PASSAGE TO READ —
*** Block opens ***

If a vampire is destroyed by a wooden stake or sunlight there is hope for them to come back to life using a secret ritual. To complete this ritual, first you need some blood. Unfortunately, in Count Duckula’s case, a bottle of ketchup was mistaken for a bottle of blood and thus was born the vegetarian vampire, Count Duckula. Now instead of lusting after blood, the Count lusts after healthy vegetables along with money and power which was always slipping through his fingers, but he always has plenty of vegetables. Count Duckula’s biggest enemy is Dr. Von Goosewing who has a specially sharpened wooden stake ready to use on the Count. In order to escape the clutches of the evil doctor, the Count has devised a teleportation device to transport Castle Duckula anywhere on the planet, but always returns to Transylvania at dawn.

The Count Duckula series is a spin off from the Dangermouse cartoon, specifically the episode titled “The Four Tasks of Danger Mouse” where super-agent DangerMouse was tasked with retrieving a feather from a vampire duck.

Count Duckula was produced by Cosgrove Hall Productions for Thames Television and aired from 1988-1993.

Drak Pack (1980)

Known as the Drak Pack, these animated teenage descendants of famous monsters join forces to try to atone for the sins of their ancestors. Members of the Drak Pack include Drak (Dracula’s son), Howler (Wolfman’s progeny), and Frank (Frankenstein’s son). The teens morph into monsters by clasping hands and shouting, “Drak Pack Wacko!” Drak’s great-grandfather, Dracula, doled out assignments to the Drak Pack to fight evil against adversaries such as their nemesis O.G.R.E. (The Organization of Generally Rotten Endeavors.) Led by the villainous Dr. Dred, O.G.R.E. was based in a flying dredgible. members of O.G.R.E. consisted of creeps such as Vampira, Toad, Mummy Man, Fly and Big D.

*** Block closes ***

PROBLEMS TO WORK ON —
- A) In the passage on cartoon monsters, what was mistaken for blood during the ritual that revived Count Duckula?
- B) Please extend the passage on cartoon monsters, starting after its final sentence.
The rows after this passage on cartoon monsters are separate material.

DATA RECORDS —
*** Block opens ***

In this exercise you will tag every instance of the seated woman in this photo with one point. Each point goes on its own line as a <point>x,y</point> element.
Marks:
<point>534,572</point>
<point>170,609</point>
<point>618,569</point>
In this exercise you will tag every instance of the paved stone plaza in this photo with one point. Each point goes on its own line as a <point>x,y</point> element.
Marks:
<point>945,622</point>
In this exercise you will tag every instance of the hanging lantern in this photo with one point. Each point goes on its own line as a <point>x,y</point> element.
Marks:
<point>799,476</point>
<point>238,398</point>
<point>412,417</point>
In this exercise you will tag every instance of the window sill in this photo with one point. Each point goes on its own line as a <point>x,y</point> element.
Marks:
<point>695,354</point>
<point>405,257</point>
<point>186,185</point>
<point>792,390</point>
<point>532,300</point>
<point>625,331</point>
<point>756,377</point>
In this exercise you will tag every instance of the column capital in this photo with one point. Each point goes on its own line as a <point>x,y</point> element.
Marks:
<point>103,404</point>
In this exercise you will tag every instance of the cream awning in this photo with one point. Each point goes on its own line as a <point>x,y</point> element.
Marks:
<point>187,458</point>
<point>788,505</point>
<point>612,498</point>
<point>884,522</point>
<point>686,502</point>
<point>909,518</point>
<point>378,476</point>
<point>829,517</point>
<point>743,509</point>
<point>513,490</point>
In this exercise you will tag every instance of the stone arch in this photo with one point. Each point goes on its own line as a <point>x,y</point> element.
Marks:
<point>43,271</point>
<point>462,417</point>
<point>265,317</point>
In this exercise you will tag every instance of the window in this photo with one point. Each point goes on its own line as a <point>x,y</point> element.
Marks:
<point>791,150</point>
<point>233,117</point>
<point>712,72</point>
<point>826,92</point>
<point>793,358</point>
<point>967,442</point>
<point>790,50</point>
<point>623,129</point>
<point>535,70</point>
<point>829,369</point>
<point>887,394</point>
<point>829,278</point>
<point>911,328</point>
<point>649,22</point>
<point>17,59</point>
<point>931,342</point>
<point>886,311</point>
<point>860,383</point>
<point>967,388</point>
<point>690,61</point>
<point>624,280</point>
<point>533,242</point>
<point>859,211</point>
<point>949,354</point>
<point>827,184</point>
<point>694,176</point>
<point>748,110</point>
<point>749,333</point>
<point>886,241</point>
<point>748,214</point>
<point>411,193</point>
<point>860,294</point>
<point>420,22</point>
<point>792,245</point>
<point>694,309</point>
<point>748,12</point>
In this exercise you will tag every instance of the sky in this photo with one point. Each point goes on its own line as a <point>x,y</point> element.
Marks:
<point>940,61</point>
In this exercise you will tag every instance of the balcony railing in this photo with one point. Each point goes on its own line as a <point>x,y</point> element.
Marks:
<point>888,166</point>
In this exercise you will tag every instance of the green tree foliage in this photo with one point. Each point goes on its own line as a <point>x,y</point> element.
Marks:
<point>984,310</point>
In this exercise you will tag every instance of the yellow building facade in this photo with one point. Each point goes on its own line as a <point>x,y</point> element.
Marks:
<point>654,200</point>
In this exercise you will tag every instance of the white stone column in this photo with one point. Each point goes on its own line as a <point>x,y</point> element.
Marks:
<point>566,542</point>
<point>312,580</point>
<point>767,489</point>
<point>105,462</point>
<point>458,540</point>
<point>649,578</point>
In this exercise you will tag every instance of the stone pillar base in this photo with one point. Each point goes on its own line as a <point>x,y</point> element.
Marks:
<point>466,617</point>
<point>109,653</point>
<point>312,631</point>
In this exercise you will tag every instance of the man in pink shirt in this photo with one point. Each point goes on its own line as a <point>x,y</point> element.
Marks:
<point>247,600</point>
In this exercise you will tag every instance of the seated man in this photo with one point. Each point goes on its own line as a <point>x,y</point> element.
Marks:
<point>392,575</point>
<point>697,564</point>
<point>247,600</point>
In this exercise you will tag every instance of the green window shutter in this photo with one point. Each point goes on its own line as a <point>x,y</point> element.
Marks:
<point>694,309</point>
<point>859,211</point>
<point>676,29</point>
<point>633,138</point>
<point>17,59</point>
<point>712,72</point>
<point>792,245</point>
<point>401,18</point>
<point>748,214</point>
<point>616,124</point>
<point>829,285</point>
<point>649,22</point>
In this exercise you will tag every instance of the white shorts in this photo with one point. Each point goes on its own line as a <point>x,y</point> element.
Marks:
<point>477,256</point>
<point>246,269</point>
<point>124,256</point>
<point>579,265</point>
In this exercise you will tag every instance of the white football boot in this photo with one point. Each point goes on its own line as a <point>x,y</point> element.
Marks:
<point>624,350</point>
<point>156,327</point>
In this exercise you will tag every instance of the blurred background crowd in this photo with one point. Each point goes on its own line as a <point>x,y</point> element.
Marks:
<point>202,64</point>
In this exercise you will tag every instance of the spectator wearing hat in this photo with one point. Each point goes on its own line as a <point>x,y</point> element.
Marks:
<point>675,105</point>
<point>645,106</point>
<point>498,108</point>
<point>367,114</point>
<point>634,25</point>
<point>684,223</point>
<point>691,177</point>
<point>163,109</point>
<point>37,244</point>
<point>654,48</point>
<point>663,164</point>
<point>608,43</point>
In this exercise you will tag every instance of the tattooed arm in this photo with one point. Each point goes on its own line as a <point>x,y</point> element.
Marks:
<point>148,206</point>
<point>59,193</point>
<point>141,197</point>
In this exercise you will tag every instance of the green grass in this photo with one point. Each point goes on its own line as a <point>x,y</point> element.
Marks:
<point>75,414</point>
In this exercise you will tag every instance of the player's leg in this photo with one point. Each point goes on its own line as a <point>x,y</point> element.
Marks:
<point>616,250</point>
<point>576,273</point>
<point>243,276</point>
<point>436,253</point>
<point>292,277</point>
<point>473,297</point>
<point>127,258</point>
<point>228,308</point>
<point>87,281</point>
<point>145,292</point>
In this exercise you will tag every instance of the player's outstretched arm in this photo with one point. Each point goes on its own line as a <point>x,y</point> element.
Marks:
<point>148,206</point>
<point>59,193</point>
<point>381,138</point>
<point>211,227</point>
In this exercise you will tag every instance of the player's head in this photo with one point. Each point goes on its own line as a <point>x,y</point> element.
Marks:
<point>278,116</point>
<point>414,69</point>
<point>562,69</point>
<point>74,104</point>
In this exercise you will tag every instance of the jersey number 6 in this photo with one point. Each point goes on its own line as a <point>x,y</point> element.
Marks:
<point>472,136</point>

*** Block closes ***

TASK-BY-TASK RESULTS —
- A) A bottle of ketchup.

- B)
Drak Pack was produced by Hanna-Barbara and aired on CBS from 1980-1982.

Fangface (1978)

In real life, Sherman “Fangs” Fangsworth is a cowardly teenager who turns into the friendly werewolf Fangface when the moon is full, or even if he just sees a picture of a full moon. It’s not a stretch to say this show was inspired by the hit teenage sleuth show Scooby Doo, but the bad guys on Fangface don’t wear ghostly masks; these are genuine bad monsters Fangface is facing in this Halloween cartoon. Friends Kim, Biff and Pugsy help Sherman investigate day-to-day mysteries and troubles faced in high school and drive around in the coolest orange convertible dubbed the Wolf Buggy. To change back from Fangface to the human Sherman, the loveable werewolf must see the sun or something that resembles the sun. Sherman has no memories of the activities he pursues when he is Fangface and dismisses what he does remember as weird dreams.

Sherman has a baby cousin known as Baby Fangs who also turns into a werewolf who goes by the name of Fangpuss and appeared on the cartoon Fangface & Fangpuss on ABC in 1981.

Fangface aired on ABC from 1978-1979 and was produced by Ruby-Spears Productions.

Gravedale High (1990)

Gravedale High is another ghoulish cartoon that features offspring of famous monsters, only this time they are teenagers in high school. The high school is located inside an old cemetery and is run by a human named Max Schneider (voiced by Rick Moranis, Ghostbusters) who helps these friendly monsters with life lessons, as well as various social activities and sporting events. Also on staff are Ms. Crone, the spooky headmistress, and Coach Cadaver. The big man, umm, vampire, on campus is none other than Vinnie Stoker himself. Other teen monsters attending Gravedale High includes Sid the Invisible Kid, Cleofatra, J.P. Blanche, Frankentyke, Gill Waterman, and Duzer.

Gravedale High  aired on NBC from 1990-1991 and was produced by Hanna-Barbera.

The Groovie Goolies (1971)

In this Halloween cartoon, Horrible Hall is the monstrous boarding house which is run by Tom Drac. He lives there with his wife, Hagatha; their son, Frankie; Hagatha’s enchanted broom named Broom Hilda; and their two pets, Salem the cat and Rover the dinosaur. Monsters boarding at Horrible Hall, aka The Groovie Goolies, include Bella La Ghostly, Ratzo and Batzo the vampire twins, Wolfie the Wolfman, Dr. Jekyll/Hyde, the Thing-Eating Plant, the two-headed switchboard operator, the disembodied Ghoulihand, a skeleton called Napoleon Boneapart, Orville Mummy, and the Ask-It Casket.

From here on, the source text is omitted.